*Try it*. What you should write out is every line from the one containing "plaque and report the position of each." to the end of the data, exactly and with nothing else.
◇ ◇ ◇
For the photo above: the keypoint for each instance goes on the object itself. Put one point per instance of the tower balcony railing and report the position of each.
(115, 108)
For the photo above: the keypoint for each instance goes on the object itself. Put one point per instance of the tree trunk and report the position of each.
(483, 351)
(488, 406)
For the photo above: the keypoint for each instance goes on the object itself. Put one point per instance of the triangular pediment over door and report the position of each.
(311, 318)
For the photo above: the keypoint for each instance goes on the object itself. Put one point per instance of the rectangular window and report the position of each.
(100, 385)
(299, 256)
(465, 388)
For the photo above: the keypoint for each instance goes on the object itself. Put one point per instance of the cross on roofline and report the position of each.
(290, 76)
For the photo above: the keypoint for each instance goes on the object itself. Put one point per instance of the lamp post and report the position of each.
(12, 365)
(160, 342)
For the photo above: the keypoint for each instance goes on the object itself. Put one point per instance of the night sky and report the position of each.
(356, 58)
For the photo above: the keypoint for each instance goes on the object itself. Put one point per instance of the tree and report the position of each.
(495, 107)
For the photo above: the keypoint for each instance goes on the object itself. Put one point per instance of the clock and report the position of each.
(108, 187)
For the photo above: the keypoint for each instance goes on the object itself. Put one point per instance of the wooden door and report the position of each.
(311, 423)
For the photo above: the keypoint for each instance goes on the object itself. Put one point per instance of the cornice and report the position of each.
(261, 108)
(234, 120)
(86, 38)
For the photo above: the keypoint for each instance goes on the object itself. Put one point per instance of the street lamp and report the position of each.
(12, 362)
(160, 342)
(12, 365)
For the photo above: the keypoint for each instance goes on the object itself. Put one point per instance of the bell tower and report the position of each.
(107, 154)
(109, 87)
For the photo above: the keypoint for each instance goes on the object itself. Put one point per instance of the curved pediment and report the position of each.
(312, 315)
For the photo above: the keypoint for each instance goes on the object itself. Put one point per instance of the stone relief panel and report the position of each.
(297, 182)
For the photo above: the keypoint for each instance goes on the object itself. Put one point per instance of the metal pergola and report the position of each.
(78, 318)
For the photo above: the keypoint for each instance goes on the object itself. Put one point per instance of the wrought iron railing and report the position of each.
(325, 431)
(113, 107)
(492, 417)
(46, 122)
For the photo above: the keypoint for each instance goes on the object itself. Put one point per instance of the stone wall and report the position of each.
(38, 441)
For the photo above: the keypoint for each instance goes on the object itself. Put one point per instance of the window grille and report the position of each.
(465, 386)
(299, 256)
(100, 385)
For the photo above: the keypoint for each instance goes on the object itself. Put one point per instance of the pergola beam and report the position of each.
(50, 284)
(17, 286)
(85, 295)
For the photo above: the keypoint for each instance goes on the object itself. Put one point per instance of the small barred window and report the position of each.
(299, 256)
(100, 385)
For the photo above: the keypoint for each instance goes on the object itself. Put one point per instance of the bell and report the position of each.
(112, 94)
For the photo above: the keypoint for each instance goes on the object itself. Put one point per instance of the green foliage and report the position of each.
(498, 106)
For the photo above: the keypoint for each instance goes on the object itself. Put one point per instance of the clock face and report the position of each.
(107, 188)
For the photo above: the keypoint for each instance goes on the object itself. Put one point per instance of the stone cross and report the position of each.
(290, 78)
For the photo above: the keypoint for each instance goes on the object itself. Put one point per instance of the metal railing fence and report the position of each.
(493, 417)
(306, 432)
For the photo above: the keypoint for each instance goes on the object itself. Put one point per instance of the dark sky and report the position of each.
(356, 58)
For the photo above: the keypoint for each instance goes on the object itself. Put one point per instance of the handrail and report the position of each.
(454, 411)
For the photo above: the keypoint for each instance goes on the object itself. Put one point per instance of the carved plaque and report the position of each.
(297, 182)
◇ ◇ ◇
*Response*.
For the photo above: the keypoint for each instance goes on the object itself. Put one point per instance of the carved plaque and report the position of each.
(297, 182)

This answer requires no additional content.